**Page excerpt**

573 | Do unto others as you'd have them do unto you




Recently I had an interesting event/experience while interacting within one of my groups – where someone made a comment which I deemed as ‘not cool’, as in unnecessarily rude or arrogant. Being that in this group we have agreed on certain principles to be honored, such as equality and mutual support, I deemed such approach to be not appropriate and not within the parameters set within the group. In that moment, I rushed to make a comment in an attempt to convey this, but alas, in my anger and frustration my response resonated in a similar tone to that which I was attempting to correct/align.

After making my comment I had to rush to work, but later in the day I did see and realize how my interaction in that moment had not been the best I could have done. I had in fact even seen/faced this point before and realized that it’s best to contact another directly so that I can reach them on a self support level and they also may have the opportunity to create solutions /transcend a point – without engaging the whole group. Or, if I don’t have the time to engage with the being, to then simply inform someone who is already in contact with them so that at least the point is directed and I can rest assured that assistance and support is taking place.

But unfortunately, and even though I had seen the solution/correction before for how to step-in/step-up in such cases, in the rush of the moment the old pattern kicked in.
I found it interesting, later, that I responded in the same/similar resonance as that which I found “not cool” and was attempting to correct. The whole thing reminded me of something a dear friend of mine used to say, something I definitely agree with, which is: an eye for an eye makes the whole world blind!

A block of data:
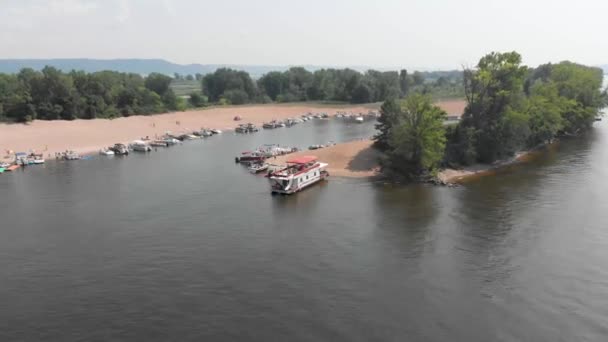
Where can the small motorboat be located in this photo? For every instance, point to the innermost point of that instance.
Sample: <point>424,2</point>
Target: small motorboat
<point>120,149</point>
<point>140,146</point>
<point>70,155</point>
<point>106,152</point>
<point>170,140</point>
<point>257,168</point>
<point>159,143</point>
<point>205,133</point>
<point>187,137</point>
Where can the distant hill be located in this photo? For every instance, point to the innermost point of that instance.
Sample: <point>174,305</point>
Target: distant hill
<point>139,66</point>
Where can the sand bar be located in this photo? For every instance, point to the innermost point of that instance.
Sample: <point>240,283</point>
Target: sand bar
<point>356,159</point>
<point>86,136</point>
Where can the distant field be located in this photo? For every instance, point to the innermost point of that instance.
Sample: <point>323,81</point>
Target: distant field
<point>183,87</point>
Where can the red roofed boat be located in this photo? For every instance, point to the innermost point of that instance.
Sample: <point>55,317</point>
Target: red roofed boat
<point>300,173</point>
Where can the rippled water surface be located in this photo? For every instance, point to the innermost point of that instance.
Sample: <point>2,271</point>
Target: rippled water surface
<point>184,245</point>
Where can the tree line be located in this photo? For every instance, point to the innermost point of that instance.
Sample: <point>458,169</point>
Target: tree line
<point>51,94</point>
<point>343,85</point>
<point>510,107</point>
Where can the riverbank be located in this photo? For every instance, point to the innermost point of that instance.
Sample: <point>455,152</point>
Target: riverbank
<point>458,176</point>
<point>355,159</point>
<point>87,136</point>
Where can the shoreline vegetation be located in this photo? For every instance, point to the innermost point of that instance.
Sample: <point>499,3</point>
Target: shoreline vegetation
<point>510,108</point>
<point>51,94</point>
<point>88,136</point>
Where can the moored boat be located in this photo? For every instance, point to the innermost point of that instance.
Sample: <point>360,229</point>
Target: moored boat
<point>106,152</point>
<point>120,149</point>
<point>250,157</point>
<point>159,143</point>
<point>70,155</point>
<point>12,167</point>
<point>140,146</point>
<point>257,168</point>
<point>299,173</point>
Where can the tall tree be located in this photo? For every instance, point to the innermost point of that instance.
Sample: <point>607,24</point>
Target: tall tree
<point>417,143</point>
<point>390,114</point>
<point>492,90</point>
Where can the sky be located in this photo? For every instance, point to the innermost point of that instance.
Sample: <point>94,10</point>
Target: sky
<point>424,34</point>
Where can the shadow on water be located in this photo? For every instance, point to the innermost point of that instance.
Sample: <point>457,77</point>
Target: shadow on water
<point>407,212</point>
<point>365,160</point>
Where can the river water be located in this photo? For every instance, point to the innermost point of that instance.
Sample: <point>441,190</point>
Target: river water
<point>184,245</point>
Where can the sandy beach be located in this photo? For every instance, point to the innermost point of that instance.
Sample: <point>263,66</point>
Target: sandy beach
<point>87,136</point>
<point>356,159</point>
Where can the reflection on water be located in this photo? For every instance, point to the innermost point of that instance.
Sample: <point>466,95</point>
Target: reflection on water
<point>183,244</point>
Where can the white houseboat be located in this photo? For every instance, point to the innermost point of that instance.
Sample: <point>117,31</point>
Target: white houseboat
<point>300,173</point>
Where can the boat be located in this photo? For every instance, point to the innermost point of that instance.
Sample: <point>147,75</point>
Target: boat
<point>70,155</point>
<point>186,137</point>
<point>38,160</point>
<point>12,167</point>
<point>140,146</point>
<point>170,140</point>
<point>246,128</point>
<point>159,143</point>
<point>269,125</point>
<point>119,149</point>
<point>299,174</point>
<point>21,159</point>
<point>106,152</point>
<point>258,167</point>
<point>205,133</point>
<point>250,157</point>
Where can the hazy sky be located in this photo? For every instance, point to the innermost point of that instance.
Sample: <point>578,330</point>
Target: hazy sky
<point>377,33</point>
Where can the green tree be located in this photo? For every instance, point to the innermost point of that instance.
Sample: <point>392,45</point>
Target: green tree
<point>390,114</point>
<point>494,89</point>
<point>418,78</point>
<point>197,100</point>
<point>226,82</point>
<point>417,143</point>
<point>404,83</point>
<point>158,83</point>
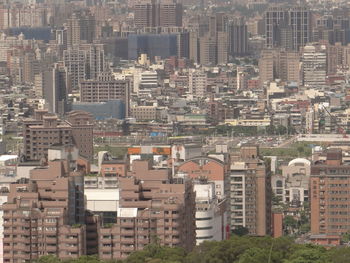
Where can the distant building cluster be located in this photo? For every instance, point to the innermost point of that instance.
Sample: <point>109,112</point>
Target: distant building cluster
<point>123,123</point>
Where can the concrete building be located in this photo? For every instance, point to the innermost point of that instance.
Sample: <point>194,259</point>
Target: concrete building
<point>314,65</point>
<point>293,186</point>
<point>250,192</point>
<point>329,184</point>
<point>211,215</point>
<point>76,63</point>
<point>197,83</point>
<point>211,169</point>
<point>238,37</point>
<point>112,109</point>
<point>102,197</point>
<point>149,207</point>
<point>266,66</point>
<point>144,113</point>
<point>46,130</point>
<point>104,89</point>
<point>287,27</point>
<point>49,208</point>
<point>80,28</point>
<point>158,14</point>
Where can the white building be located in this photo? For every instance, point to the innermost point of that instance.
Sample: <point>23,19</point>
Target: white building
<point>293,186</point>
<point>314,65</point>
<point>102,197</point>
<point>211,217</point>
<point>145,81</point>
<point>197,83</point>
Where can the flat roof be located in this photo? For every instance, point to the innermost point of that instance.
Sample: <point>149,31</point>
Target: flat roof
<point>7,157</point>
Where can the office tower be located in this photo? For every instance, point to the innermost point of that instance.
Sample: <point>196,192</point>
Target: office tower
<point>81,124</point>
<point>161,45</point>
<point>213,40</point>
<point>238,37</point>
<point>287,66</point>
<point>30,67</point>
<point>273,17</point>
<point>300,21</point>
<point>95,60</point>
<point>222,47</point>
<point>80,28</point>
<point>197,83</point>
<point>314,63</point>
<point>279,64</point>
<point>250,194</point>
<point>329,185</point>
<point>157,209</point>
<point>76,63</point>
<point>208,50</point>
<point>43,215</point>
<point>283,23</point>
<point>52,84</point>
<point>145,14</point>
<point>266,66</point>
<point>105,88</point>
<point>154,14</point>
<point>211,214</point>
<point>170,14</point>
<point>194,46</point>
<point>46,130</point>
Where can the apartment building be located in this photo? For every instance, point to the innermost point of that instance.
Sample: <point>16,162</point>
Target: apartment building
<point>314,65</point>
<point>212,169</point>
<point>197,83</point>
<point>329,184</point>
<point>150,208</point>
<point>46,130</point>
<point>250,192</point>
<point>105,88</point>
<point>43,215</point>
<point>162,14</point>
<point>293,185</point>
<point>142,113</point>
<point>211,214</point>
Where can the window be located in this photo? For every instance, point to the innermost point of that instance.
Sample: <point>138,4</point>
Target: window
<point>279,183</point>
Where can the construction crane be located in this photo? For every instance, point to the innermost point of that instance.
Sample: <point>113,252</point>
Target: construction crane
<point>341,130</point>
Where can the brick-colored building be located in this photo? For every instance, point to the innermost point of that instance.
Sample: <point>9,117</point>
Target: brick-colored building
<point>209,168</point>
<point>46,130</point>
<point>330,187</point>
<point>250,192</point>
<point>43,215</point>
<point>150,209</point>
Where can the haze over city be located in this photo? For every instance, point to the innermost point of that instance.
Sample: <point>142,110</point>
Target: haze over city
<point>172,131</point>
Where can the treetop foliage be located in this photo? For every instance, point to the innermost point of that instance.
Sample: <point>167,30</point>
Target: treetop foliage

--

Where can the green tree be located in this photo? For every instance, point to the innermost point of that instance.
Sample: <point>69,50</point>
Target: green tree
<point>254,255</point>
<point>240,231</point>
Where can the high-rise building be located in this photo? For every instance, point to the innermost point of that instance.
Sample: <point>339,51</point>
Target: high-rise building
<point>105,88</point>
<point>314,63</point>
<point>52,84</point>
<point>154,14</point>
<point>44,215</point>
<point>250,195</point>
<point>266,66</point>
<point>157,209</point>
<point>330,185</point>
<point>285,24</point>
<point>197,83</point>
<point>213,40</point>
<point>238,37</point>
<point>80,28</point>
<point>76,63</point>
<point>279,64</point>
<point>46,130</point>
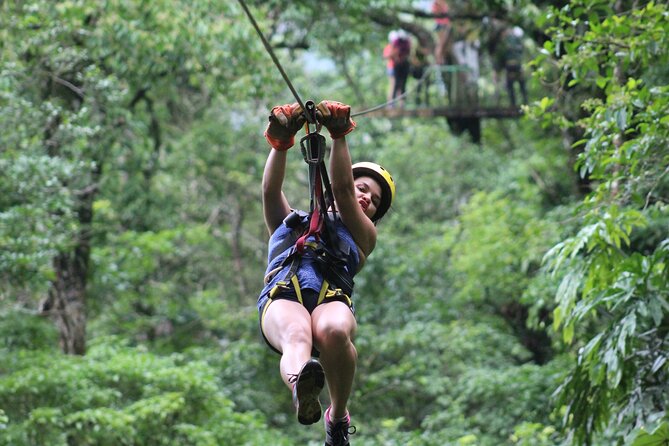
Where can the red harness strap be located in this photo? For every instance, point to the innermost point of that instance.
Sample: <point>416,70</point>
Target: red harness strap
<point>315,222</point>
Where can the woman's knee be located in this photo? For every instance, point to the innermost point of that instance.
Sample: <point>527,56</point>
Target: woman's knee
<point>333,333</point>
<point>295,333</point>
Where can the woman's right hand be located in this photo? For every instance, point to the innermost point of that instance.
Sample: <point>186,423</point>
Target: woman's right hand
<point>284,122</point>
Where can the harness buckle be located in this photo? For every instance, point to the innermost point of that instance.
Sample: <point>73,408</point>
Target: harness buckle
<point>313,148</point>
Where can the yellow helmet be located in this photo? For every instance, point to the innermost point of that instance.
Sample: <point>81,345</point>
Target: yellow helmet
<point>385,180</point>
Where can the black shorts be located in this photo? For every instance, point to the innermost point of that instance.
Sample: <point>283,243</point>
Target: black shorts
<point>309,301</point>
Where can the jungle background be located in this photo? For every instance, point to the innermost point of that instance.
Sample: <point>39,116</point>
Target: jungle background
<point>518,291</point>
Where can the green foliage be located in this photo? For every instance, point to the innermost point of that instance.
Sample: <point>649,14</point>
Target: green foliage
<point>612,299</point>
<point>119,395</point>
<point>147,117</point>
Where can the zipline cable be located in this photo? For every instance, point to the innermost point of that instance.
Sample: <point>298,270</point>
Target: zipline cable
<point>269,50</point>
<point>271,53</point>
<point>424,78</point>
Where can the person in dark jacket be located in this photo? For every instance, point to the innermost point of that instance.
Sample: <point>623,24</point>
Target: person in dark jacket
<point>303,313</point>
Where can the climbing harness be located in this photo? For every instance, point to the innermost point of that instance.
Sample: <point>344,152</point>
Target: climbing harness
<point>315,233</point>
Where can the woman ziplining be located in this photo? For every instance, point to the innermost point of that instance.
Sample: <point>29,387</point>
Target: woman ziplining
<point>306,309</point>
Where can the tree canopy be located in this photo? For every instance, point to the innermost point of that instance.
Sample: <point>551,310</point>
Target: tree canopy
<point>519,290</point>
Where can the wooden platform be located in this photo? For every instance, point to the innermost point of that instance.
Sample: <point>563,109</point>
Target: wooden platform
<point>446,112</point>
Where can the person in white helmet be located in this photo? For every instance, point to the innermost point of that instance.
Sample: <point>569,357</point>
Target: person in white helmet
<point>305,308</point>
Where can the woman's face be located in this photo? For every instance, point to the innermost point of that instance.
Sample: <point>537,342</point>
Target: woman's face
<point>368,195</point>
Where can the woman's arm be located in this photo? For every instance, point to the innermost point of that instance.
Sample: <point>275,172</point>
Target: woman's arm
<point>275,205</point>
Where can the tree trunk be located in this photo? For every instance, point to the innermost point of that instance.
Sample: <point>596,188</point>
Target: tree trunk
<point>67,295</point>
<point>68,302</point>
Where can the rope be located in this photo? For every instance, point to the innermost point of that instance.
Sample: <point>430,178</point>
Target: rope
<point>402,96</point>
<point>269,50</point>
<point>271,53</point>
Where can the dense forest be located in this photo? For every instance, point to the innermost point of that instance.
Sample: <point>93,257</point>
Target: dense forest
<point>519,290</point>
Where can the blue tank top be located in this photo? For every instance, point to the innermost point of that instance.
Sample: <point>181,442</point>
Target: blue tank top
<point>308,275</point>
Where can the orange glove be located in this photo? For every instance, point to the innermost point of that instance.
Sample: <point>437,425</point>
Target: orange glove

**Problem set**
- A) List every pair of terms that the excerpt about responding to a rude group comment joins with a slash.
- B) In the excerpt about responding to a rude group comment, what did the writer's friend used to say?

**Results for each task**
- A)
event/experience
correct/align
seen/faced
solutions /transcend
solution/correction
step-in/step-up
same/similar

- B) An eye for an eye makes the whole world blind.